Transcribe the material in full. Nothing should differ except that the pictures are left out.

[Records excerpted from a collection]
□ □ □ □ □

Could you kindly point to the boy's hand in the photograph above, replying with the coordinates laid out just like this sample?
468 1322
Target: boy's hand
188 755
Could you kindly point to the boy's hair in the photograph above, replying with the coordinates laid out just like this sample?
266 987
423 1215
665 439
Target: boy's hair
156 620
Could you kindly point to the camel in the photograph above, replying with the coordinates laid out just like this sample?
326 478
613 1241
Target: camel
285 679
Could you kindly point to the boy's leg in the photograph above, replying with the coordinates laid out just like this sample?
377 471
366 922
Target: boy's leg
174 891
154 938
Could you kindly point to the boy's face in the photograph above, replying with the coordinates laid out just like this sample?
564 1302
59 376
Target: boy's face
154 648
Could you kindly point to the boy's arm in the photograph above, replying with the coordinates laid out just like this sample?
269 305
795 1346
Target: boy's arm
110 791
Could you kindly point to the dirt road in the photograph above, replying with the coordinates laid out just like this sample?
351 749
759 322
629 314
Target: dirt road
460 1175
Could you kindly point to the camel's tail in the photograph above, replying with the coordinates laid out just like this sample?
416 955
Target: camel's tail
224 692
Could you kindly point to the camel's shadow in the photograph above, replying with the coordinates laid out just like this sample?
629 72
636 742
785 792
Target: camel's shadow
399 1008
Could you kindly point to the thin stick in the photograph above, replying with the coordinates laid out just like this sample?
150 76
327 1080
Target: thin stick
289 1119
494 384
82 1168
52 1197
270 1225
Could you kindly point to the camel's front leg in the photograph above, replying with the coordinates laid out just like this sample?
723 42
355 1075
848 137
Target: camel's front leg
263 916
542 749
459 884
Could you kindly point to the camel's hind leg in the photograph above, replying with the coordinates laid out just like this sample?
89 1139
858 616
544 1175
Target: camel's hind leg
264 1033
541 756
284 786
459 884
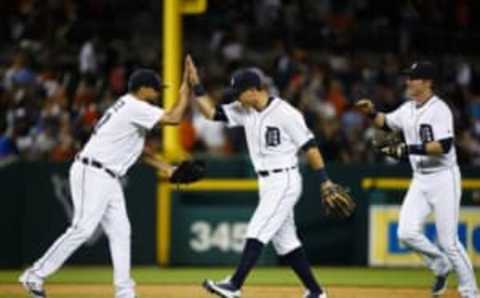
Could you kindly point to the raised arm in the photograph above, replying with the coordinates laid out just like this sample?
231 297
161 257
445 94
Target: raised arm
175 114
203 101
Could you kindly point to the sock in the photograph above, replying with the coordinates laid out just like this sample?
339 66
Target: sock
297 259
251 253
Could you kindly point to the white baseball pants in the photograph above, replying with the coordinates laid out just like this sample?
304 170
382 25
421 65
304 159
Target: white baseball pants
439 193
97 198
274 216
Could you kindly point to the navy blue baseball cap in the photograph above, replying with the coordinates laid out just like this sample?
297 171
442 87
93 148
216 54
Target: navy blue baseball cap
242 80
144 78
424 70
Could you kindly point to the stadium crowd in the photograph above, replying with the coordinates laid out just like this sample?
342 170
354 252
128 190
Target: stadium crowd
63 63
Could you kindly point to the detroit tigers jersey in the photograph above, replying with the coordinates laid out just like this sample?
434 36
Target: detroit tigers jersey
274 135
432 121
119 136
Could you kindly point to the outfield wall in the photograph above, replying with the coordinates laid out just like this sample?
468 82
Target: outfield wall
204 224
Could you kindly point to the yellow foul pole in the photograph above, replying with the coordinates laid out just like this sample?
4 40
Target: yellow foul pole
172 51
172 150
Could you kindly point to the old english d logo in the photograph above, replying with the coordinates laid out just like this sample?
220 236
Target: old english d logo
272 136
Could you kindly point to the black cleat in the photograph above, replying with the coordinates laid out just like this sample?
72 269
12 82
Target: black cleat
223 288
440 285
33 285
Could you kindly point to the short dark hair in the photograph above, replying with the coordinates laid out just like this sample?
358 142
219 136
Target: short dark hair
144 78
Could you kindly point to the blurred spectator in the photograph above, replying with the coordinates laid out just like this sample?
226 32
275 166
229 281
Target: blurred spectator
88 60
57 75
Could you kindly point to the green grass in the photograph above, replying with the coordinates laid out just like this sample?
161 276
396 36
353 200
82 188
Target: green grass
333 276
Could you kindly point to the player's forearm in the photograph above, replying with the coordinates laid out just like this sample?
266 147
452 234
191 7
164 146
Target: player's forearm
164 168
431 148
379 120
175 114
205 106
315 159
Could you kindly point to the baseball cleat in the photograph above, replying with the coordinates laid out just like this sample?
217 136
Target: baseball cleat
33 284
313 295
223 288
439 285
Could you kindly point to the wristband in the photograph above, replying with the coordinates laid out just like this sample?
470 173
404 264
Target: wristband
417 149
199 90
322 175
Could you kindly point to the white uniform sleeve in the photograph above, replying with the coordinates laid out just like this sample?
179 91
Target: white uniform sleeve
145 114
394 120
235 114
442 123
296 128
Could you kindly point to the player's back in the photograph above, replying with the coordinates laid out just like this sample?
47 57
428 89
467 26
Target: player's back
119 136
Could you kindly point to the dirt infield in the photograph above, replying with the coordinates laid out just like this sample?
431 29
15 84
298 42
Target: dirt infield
193 291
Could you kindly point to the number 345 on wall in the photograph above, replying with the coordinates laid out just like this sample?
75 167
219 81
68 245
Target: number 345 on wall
224 236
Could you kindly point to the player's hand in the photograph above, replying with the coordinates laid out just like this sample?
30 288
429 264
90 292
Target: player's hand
397 151
185 87
193 77
365 106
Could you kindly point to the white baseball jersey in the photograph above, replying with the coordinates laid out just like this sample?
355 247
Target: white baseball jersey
436 187
432 121
116 142
274 135
119 136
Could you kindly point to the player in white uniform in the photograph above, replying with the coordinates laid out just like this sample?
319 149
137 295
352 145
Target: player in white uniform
427 126
115 144
275 133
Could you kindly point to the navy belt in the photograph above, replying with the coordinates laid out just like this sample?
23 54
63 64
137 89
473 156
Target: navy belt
96 164
266 173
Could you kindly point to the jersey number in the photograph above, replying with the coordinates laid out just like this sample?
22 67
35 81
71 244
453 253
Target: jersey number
108 114
272 136
426 133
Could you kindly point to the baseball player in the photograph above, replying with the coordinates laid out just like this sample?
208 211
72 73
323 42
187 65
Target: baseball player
115 144
427 126
275 132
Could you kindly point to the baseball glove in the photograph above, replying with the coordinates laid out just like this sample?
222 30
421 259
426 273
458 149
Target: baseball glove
337 201
188 171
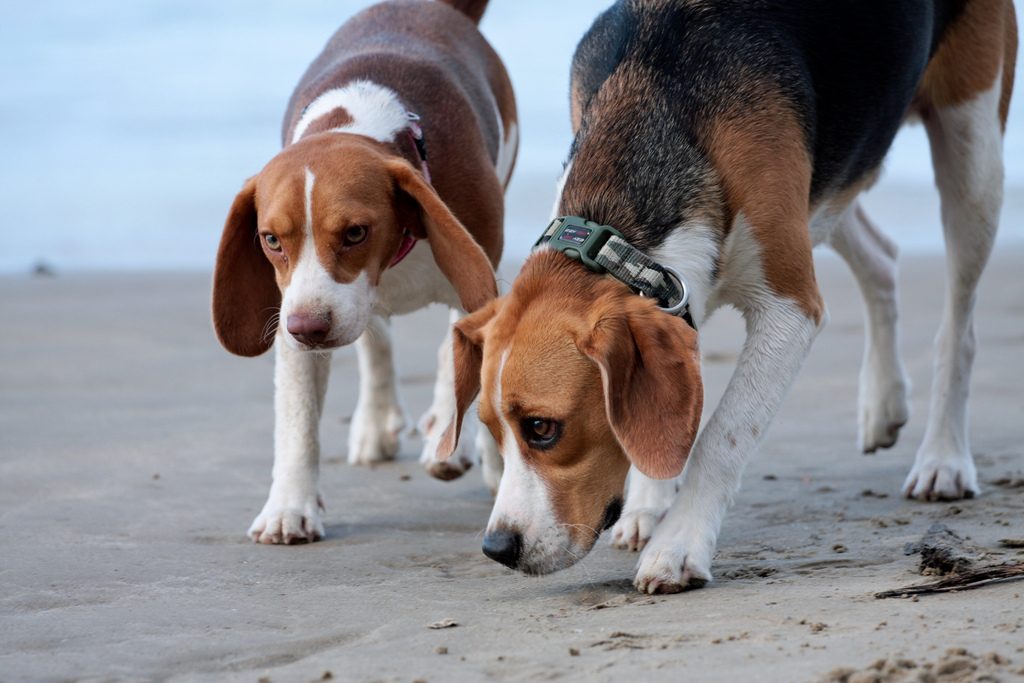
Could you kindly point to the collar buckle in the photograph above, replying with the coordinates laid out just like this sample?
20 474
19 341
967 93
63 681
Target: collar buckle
579 239
602 249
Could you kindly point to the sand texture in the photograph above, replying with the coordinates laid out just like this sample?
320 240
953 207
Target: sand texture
135 452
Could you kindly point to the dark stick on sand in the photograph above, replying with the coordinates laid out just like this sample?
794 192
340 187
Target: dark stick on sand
961 582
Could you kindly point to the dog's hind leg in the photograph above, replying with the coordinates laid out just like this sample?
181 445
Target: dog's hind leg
378 420
871 256
967 152
432 423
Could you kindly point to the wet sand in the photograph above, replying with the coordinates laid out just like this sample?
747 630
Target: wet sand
135 453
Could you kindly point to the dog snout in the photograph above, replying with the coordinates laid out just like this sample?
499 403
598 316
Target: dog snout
309 330
504 546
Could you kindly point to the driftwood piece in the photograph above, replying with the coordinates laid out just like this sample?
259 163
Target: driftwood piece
943 551
962 582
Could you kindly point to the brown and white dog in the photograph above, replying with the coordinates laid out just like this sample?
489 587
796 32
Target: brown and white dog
320 248
725 138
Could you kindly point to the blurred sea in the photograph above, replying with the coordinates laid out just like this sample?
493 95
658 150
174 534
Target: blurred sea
127 127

□ □ □ □ □

**Expected output**
Could you kindly point to the boy's hand in the photograph above, replying with the coordinates laid out just like this sample?
468 1322
Target: boy's hand
188 755
Could you kindly point to the boy's hair in the photograph above, replying with the coordinates laid out just like this sample?
266 987
423 1215
665 439
Target: boy's hair
156 620
Could you kindly point to the camel in the photograph above, replying with the coordinates laid out just like this sample?
326 478
613 1241
Target: camel
285 679
Could you kindly point to the boy's leg in the photograph above, replying with the coordinates laid out just like this sample?
377 471
366 922
Target: boy's leg
174 891
154 938
Could you kindly point to the boy's face in the photograph above, replying with the coordinates laid out just like this sample?
564 1302
59 376
Target: boy's face
154 648
Could you kindly point to the boy's arm in the photograph above, replying with the coordinates laid out just like this sample?
269 305
795 1346
Target: boy's arm
110 791
Could you kindly point to the dirt road in the photograph above, replying with the coordinates laid out just like this sample?
351 749
759 322
629 314
Target: dirt road
460 1175
Could you kindly point to the camel's tail in the photograph above, replying with the coordinates laid out just like this sample?
416 955
Target: camel's tail
224 692
Could you kindly point to the camel's shadow in the photograph above, replying with the coordinates laid out just like this sample?
629 72
636 742
785 792
Target: camel's shadow
399 1008
Could you kindly point to the thin stick in the photograph above, replying with the coordinates laid out just like this sample?
150 76
327 1080
Target: thin stick
289 1119
494 384
82 1168
52 1197
270 1225
Could you kindly point to the camel's front leg in the photograph above, replying with the coordinates laid out just like this sample?
723 42
355 1075
848 137
Target: camel's front leg
263 916
542 749
459 884
Could you kindly point to the camel's hind leg in the photograph above, replying with the coordinates laid out just like this sample?
89 1139
858 616
544 1175
Target: camel's hind leg
264 1033
541 756
284 786
459 884
Could you kindly point to the raised arm in the photograph above, replying with the coordinates laid out just like this sample?
231 297
161 257
445 94
Target: raised arm
175 114
203 101
Could you kindly point to the sock in the photograph above, replying with the coordinates laid out just like this sample?
339 66
Target: sock
297 259
251 253
Could you kindly point to the white baseball pants in the photograph above, replying with the coordinates laid out just like this sample?
304 170
382 25
421 65
304 159
Target: white baseball pants
439 193
97 198
274 216
Could you kindly point to the navy blue baseball cap in the photograph above, replying with the coordinates laid out just like this sample?
297 171
442 87
93 148
216 54
Target: navy blue baseball cap
242 80
144 78
424 70
Could you kindly point to the stadium crowd in the photograph above, replying with the coordinates laid out just like this sample?
342 170
354 252
128 190
Target: stadium crowd
63 63
Could you kindly point to the detroit tigers jersey in the photograph above, replying with the coordinates laid out just like this sample?
434 36
Target: detroit tigers jersey
274 135
432 121
119 136
Could you kindly point to the outfield wall in the photograph above, replying with the coordinates laid out just like this sample?
468 82
Target: outfield wall
204 224
Could you kindly point to the yellow foul pole in the photograph above, replying with the coordinates laid out just like this sample?
4 40
Target: yellow foul pole
172 51
172 150
Could you kindly point to the old english d logo in the photograph above, replying with the coordinates laid out just like this sample?
220 236
Target: old english d logo
272 136
Could you kindly point to the black cleat in the photograph above, replying with the coordinates laid out just like this sample?
72 269
12 82
Target: black cleat
223 288
440 285
33 285
Could you kindly point to the short dark hair in the photograph above, replying with the coordinates laid out just like this sample?
358 142
219 136
Target: short dark hair
144 78
Could you kindly point to the blurred spectator in the photograph above, replying with the coordinates laid out just like this sample?
226 32
275 166
229 281
Target: blurred spectator
88 60
57 75
Could you kindly point to the green grass in the photograph above, replying with the coordinates laid out just like this sample?
161 276
396 36
353 200
82 188
Target: green grass
333 276
Could you kindly point to the player's forearm in the photograph above, replying with the coordinates laid out just like this sample?
266 147
452 234
191 7
164 146
Target: player's forearm
164 168
431 148
379 120
175 114
205 106
315 159
Could you kindly point to the baseball cleat in the photograph above, replying with the coordinates laid out just like this sample?
217 136
Target: baseball cleat
33 284
313 295
223 288
439 285
Could you kindly point to the wristband in the photograph above, replying with the coordinates laid out just like this sample?
470 173
404 264
Target: wristband
417 149
199 90
322 175
Could you kindly point to the white uniform sleeve in the photograph above, replying with the coordinates laid out just like this sample?
179 91
Target: white uniform sleeve
145 114
394 120
235 114
442 123
296 128
Could you kindly point to the player's back in the photograph above, replying with the coordinates laid out just like this sample?
47 57
428 89
467 26
Target: player's back
119 136
Could you kindly point to the dirt infield in the photograph above, replying with the coordinates laid out just like this sample?
431 29
15 84
298 42
Target: dirt infield
193 291
Could you kindly point to the number 345 on wall in the photograph above, replying with the coordinates laid out just like this sample?
75 167
219 81
68 245
Target: number 345 on wall
224 236
Could you kindly point to the player's hand in the photograph above, replying with the coordinates laid out just like this sample?
30 288
429 264
90 292
Target: player's hand
397 151
185 87
193 77
365 106
Could you kindly point to the white baseball jersey in the photograph above, replying with the coordinates laid out just like this sample?
355 247
Target: white baseball jersey
436 187
432 121
116 142
274 135
119 136
Could you kindly point to the player in white uniform in the photograph above, replying with the coordinates laid out just like this sample?
319 149
137 295
352 145
Target: player in white uniform
427 126
115 144
275 133
Could you kindly point to the navy belt in the photograph above, replying with the coordinates laid out just like this sample?
23 54
63 64
137 89
473 156
Target: navy belt
96 164
266 173
Could you kindly point to the jersey number in the photograph above, replying with the coordinates laid out just like this sample?
22 67
35 81
71 244
453 253
Target: jersey number
108 114
272 136
426 133
Could you kindly point to the baseball player in the photograph above, replying with the coordinates laid out just like this sample?
208 211
72 73
323 42
187 65
Target: baseball player
115 144
427 126
275 132
Could you kindly point to the baseball glove in the photograph above, replying with the coordinates laid out just like this sample?
222 30
421 259
426 273
458 149
Target: baseball glove
337 201
188 171
Could you kindly point to the collar buckle in the photograph above, replying with the coordinates laid out just like this sample?
20 474
19 341
967 93
63 681
Target: collar buckle
579 239
602 249
Could you kindly point to the sand texture in the photograph above, replying with the coordinates laid out just like this sample?
320 240
953 207
Target: sand texture
135 452
Could you kindly point to the dark stick on sand in the photograph above, replying with the coordinates laid out just like this sample?
794 192
340 187
Target: dark stick on sand
961 582
Could you kindly point to the dog's hind leg in the photograph above, replying with the coordinates laid out just like this sample?
181 445
Target: dog's hind leg
378 420
871 256
967 152
432 423
Could you kindly point to the wet sand in the photograph above, replying with the coordinates laid out just like this sample?
747 630
Target: wet sand
135 453
Could you kindly point to the dog snout in the photograph above, replying with the coordinates laid out just like this sample?
499 403
598 316
Target: dog snout
309 330
504 546
Could you kindly point to the driftwood piece in the photograph above, replying with the coordinates laid out just like this sample?
259 163
Target: driftwood piece
943 551
962 582
Could you kindly point to the brown and white dog in the photograph above, replying with the coordinates laid out just like this sample?
489 587
796 32
Target: brown and white dog
320 248
725 138
Could you kindly point to the blurred sea in the photograph above, replying with the coordinates laid out just like this sample?
493 95
658 150
174 534
Target: blurred sea
127 127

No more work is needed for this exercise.